--- Start of PROVIDED MATERIAL ---
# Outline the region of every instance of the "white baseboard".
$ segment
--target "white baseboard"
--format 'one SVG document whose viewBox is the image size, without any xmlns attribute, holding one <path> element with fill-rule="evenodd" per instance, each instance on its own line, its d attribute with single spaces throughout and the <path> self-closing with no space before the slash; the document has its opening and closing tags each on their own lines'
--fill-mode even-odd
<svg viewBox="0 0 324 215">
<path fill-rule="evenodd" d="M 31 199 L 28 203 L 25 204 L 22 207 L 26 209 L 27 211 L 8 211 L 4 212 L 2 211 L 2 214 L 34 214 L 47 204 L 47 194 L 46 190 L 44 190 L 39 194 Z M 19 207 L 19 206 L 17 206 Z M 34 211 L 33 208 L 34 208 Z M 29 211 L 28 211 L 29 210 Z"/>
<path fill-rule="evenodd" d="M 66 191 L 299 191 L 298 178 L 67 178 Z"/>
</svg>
--- End of PROVIDED MATERIAL ---
WORK REQUIRED: Convert the items above into a two-column CSV with the columns "item_text" and "answer", one row per item, where each item's text and its answer sit in a single quoted field with line breaks replaced by spaces.

SOLUTION TO THE EXERCISE:
item_text,answer
"# Outline the region of every instance of the ""white baseboard"". $ segment --target ""white baseboard"" --format 'one SVG document whose viewBox is the image size, without any xmlns attribute, holding one <path> element with fill-rule=""evenodd"" per instance, each instance on its own line, its d attribute with single spaces throughout and the <path> self-closing with no space before the slash; the document has its opening and closing tags each on their own lines' --fill-mode even-odd","<svg viewBox=""0 0 324 215""> <path fill-rule=""evenodd"" d=""M 31 199 L 28 203 L 25 204 L 22 207 L 26 209 L 27 211 L 8 211 L 4 212 L 2 211 L 2 214 L 34 214 L 47 204 L 47 194 L 46 190 L 44 190 L 39 194 Z M 19 207 L 19 206 L 17 206 Z M 34 211 L 33 208 L 34 208 Z M 29 211 L 28 211 L 29 210 Z""/> <path fill-rule=""evenodd"" d=""M 66 191 L 299 191 L 298 178 L 67 178 Z""/> </svg>"